> Short exercise:
Count the lines in the entries below that contain the word "trunk", treating uppercase and lowercase as different. Give only the number.

Annotation dataset entries:
========

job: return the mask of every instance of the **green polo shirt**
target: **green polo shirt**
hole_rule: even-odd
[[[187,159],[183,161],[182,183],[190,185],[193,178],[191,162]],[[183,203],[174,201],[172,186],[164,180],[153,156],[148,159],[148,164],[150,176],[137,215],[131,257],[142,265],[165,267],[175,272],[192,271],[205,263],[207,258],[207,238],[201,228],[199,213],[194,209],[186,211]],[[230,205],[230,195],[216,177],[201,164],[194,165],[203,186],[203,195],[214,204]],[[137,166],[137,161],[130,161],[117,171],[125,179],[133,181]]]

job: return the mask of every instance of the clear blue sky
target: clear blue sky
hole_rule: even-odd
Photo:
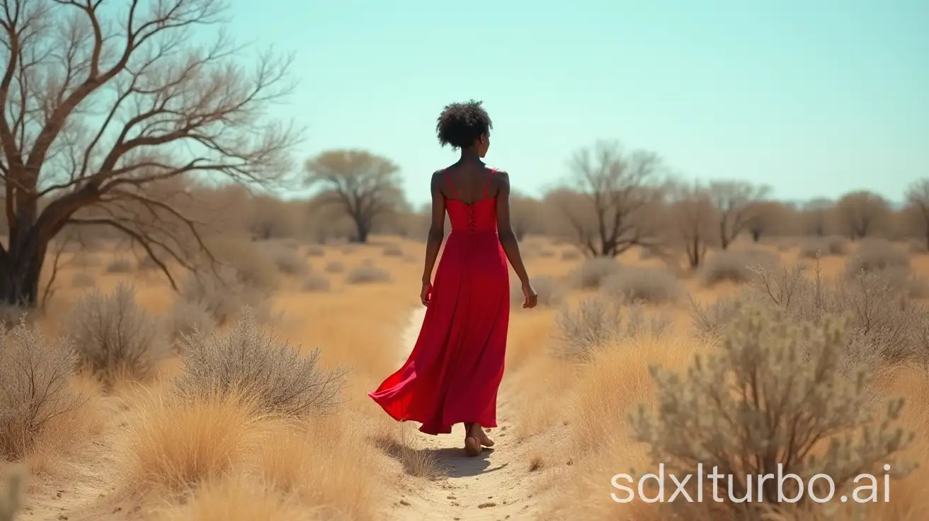
[[[929,1],[233,2],[242,40],[296,53],[296,158],[391,158],[412,202],[456,154],[435,121],[481,99],[487,161],[531,194],[579,147],[616,138],[691,178],[782,199],[929,176]]]

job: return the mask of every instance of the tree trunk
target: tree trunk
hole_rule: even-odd
[[[48,244],[34,233],[11,240],[0,258],[0,304],[34,307],[38,304],[39,277]]]

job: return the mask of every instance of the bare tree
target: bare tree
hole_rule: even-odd
[[[801,210],[804,233],[822,237],[830,225],[830,216],[835,203],[828,199],[818,198],[806,202]]]
[[[907,220],[922,235],[929,248],[929,179],[920,179],[907,188]]]
[[[553,192],[550,199],[584,254],[613,257],[633,246],[660,244],[660,227],[648,218],[661,198],[656,184],[661,163],[655,153],[624,154],[618,143],[600,141],[593,150],[578,150],[570,168],[572,189]]]
[[[749,225],[752,208],[771,189],[746,181],[714,181],[707,189],[719,216],[719,246],[726,250]]]
[[[177,229],[203,241],[149,185],[196,174],[268,182],[298,137],[265,117],[292,87],[287,60],[265,54],[249,72],[221,33],[200,44],[219,21],[217,1],[128,0],[107,15],[101,4],[0,2],[5,303],[35,304],[48,242],[68,225],[120,230],[174,285],[165,257],[190,267]]]
[[[306,164],[306,182],[320,185],[319,201],[338,204],[355,223],[356,240],[367,242],[374,220],[406,207],[399,168],[364,150],[329,150]]]
[[[510,196],[510,220],[517,240],[522,241],[527,233],[542,229],[542,215],[538,200],[516,192]]]
[[[710,244],[718,239],[719,210],[710,190],[700,183],[675,184],[669,194],[672,235],[687,254],[689,267],[696,268],[703,263]]]
[[[836,217],[852,241],[873,233],[890,215],[890,204],[880,195],[853,191],[842,196],[835,203]]]
[[[782,231],[791,213],[786,204],[777,201],[759,201],[752,204],[746,226],[752,241],[758,242],[763,234]]]

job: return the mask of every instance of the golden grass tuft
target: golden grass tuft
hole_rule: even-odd
[[[126,483],[143,491],[181,491],[221,477],[260,446],[257,403],[234,391],[151,395],[135,409],[121,462]]]

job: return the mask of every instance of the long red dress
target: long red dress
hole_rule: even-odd
[[[451,233],[412,352],[368,393],[395,420],[448,434],[454,423],[497,426],[497,389],[510,315],[509,267],[497,235],[496,198],[474,204],[446,200]],[[448,174],[446,174],[448,179]]]

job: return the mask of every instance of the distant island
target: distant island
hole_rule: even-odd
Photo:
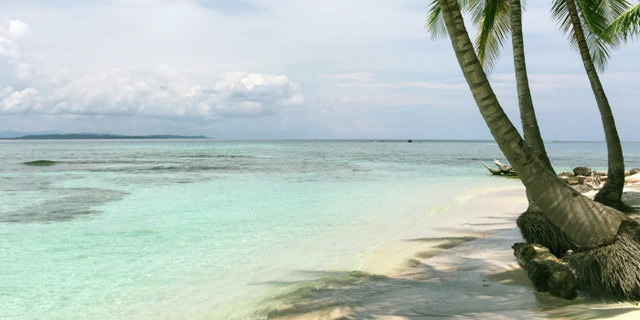
[[[125,136],[119,134],[99,134],[99,133],[65,133],[65,134],[35,134],[15,138],[5,138],[2,140],[124,140],[124,139],[210,139],[205,136],[178,136],[170,134],[154,134],[147,136]]]

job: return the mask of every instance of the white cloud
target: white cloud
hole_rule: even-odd
[[[368,72],[354,72],[354,73],[342,73],[342,74],[323,74],[320,77],[331,80],[347,80],[357,82],[369,82],[373,77],[373,73]]]
[[[25,68],[30,70],[30,66]],[[226,77],[230,78],[234,75]],[[299,85],[284,75],[251,73],[207,87],[191,85],[186,77],[163,65],[151,75],[112,69],[73,80],[59,77],[40,91],[29,88],[11,93],[2,100],[0,112],[215,119],[264,116],[303,102]]]
[[[11,38],[20,38],[29,32],[29,25],[20,20],[9,20],[7,35]]]
[[[467,90],[466,83],[445,84],[435,82],[395,82],[395,83],[339,83],[340,87],[370,87],[370,88],[425,88],[425,89],[446,89],[446,90]]]
[[[8,90],[7,90],[8,89]],[[3,94],[11,92],[8,97],[0,101],[0,111],[3,114],[19,114],[33,108],[37,108],[38,90],[27,88],[22,91],[13,91],[13,88],[5,88]]]

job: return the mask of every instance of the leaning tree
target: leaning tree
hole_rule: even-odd
[[[640,225],[581,195],[535,157],[508,119],[487,79],[457,0],[438,0],[444,25],[473,98],[498,146],[544,215],[583,252],[569,255],[579,287],[640,299]]]

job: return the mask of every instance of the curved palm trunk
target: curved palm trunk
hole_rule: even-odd
[[[578,9],[574,0],[565,0],[567,3],[567,10],[571,17],[571,24],[573,25],[573,32],[575,33],[576,40],[578,40],[578,48],[580,49],[580,56],[582,57],[582,63],[589,76],[589,82],[591,82],[591,89],[596,97],[598,109],[600,110],[600,117],[602,118],[602,126],[604,127],[605,141],[607,142],[607,154],[609,160],[609,173],[607,175],[607,182],[605,182],[602,189],[598,192],[595,200],[615,207],[624,208],[620,198],[622,197],[622,189],[624,188],[624,156],[622,154],[622,145],[620,144],[620,137],[618,136],[618,130],[616,129],[616,123],[613,119],[613,113],[611,112],[611,106],[609,106],[609,100],[604,93],[602,83],[600,83],[600,77],[593,65],[593,60],[589,54],[589,47],[584,37],[584,31],[582,29],[582,23],[578,16]]]
[[[513,64],[516,71],[516,85],[518,89],[518,106],[520,108],[520,121],[524,141],[529,145],[533,154],[551,170],[551,161],[544,148],[544,141],[540,135],[536,112],[533,109],[531,99],[531,89],[529,88],[529,77],[527,75],[527,65],[524,58],[524,40],[522,36],[522,6],[520,0],[509,0],[509,17],[511,19],[511,43],[513,45]]]
[[[529,88],[529,76],[524,58],[524,40],[522,36],[522,5],[520,0],[509,0],[509,19],[511,23],[511,43],[513,46],[513,64],[515,66],[516,86],[518,90],[518,106],[520,109],[520,122],[524,141],[529,145],[533,154],[549,169],[553,167],[544,148],[544,141],[540,135],[536,112],[533,109],[531,89]],[[527,191],[529,200],[528,212],[537,212],[540,209],[535,205],[531,193]]]
[[[613,243],[626,216],[565,185],[538,160],[500,107],[473,50],[457,0],[438,0],[451,44],[491,134],[549,220],[582,248]]]

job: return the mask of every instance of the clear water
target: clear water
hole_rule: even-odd
[[[558,170],[603,143],[547,145]],[[625,143],[640,167],[640,143]],[[0,141],[0,318],[218,318],[271,283],[354,270],[478,188],[464,141]],[[53,160],[53,166],[25,162]],[[444,213],[446,214],[446,213]],[[221,310],[224,310],[222,312]]]

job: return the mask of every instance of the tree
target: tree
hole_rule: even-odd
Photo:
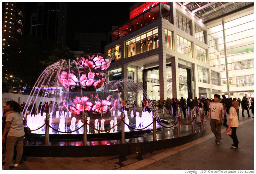
[[[46,67],[61,59],[65,60],[67,61],[69,59],[73,60],[75,58],[75,54],[70,52],[69,49],[58,47],[53,49],[51,55],[49,56],[47,60],[40,62],[42,65]]]

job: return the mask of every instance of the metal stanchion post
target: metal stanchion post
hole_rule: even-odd
[[[153,118],[154,119],[154,121],[153,122],[153,141],[156,141],[156,117],[155,116],[155,112],[153,112]]]
[[[176,113],[177,114],[177,115],[176,117],[176,121],[177,122],[177,125],[176,125],[176,126],[177,126],[177,136],[178,137],[179,137],[180,136],[180,121],[178,121],[178,120],[179,120],[179,118],[180,118],[180,114],[179,111],[178,110],[177,111]]]
[[[84,113],[84,123],[85,123],[84,125],[84,146],[87,145],[87,124],[86,122],[88,119],[88,114],[87,113]]]
[[[124,117],[125,113],[122,112],[120,118],[122,119]],[[123,120],[121,122],[121,142],[122,144],[125,143],[125,123]]]
[[[201,121],[201,119],[202,119],[202,115],[201,114],[201,112],[202,112],[202,109],[201,108],[199,108],[199,122]],[[202,130],[202,122],[201,122],[200,124],[200,130]]]
[[[172,107],[172,117],[174,117],[174,116],[173,115],[173,108]]]
[[[165,116],[165,107],[163,107],[163,116]]]
[[[189,119],[189,112],[190,112],[190,110],[189,109],[190,108],[189,108],[189,107],[188,107],[188,119]]]
[[[202,109],[202,122],[201,122],[201,130],[202,130],[204,128],[204,109]]]
[[[195,112],[195,110],[194,110],[194,109],[192,109],[192,112],[193,112],[194,113],[195,113],[195,114],[193,114],[192,115],[192,116],[194,117],[193,119],[193,119],[192,120],[193,120],[192,121],[192,131],[193,132],[193,133],[195,133],[195,120],[196,119],[196,112]]]
[[[48,125],[49,120],[49,113],[46,113],[46,117],[45,121],[47,121],[47,123],[45,124],[45,137],[44,139],[44,145],[49,145],[49,126]]]

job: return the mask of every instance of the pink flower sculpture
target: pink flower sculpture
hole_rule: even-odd
[[[99,113],[106,112],[108,108],[111,105],[111,103],[107,100],[102,101],[102,106],[100,102],[95,102],[95,105],[93,106],[92,109]]]
[[[68,74],[67,78],[67,72],[66,72],[63,71],[61,72],[61,74],[59,76],[59,79],[63,87],[68,89],[69,86],[74,87],[77,83],[78,82],[78,79],[73,73]]]
[[[83,56],[78,57],[78,64],[82,68],[93,68],[104,71],[106,70],[110,64],[110,59],[104,58],[98,55],[93,55],[91,57],[86,55],[88,59],[85,59]]]

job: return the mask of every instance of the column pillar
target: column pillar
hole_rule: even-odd
[[[178,58],[171,58],[172,62],[172,97],[178,98],[179,96],[179,68]]]
[[[161,52],[158,54],[159,65],[159,90],[160,99],[167,98],[167,79],[166,76],[166,54]]]
[[[124,79],[128,78],[128,73],[127,71],[127,65],[126,64],[122,64],[121,65],[121,77],[122,79]],[[125,100],[127,100],[128,99],[128,97],[127,96],[128,89],[126,87],[126,86],[124,85],[124,84],[122,85],[122,87],[123,90],[122,90],[122,99],[123,99],[125,101]]]

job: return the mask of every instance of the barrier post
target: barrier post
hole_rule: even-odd
[[[202,119],[202,115],[201,114],[201,112],[202,112],[202,109],[201,108],[199,108],[199,121],[201,121],[201,119]],[[200,123],[200,130],[202,130],[202,122]]]
[[[179,110],[177,111],[176,112],[177,114],[177,116],[176,117],[176,121],[177,122],[177,136],[179,137],[180,136],[180,121],[179,120],[179,118],[180,117],[180,114],[179,111]]]
[[[190,112],[190,108],[189,107],[188,107],[188,119],[189,118],[189,112]]]
[[[195,120],[196,119],[196,112],[195,112],[195,109],[192,110],[192,112],[195,113],[195,114],[193,114],[192,115],[192,116],[194,117],[193,119],[192,120],[193,120],[192,121],[192,131],[193,133],[195,133]]]
[[[173,115],[173,108],[172,107],[172,117],[174,117],[174,116]]]
[[[165,107],[163,107],[163,116],[165,116]]]
[[[87,146],[87,124],[86,124],[88,120],[88,114],[87,113],[85,113],[84,114],[84,140],[83,145]]]
[[[204,129],[204,109],[203,108],[201,108],[201,116],[202,119],[202,121],[201,122],[201,123],[200,124],[200,128],[201,130]]]
[[[46,117],[45,122],[48,122],[49,120],[49,113],[46,113]],[[49,125],[48,125],[48,123],[45,124],[45,137],[44,139],[44,145],[46,146],[49,146]]]
[[[155,116],[155,112],[153,112],[153,118],[154,121],[153,122],[153,141],[156,141],[156,126],[155,119],[156,119],[156,117]]]
[[[120,119],[123,119],[125,117],[125,113],[122,112],[120,116]],[[125,143],[125,123],[124,120],[121,122],[121,142],[122,144]]]

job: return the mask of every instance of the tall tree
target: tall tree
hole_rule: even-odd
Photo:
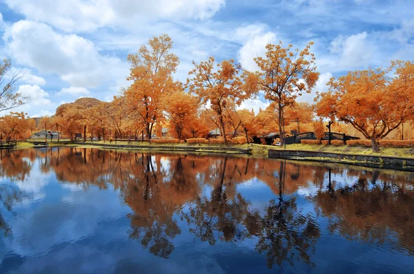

========

> Result below:
4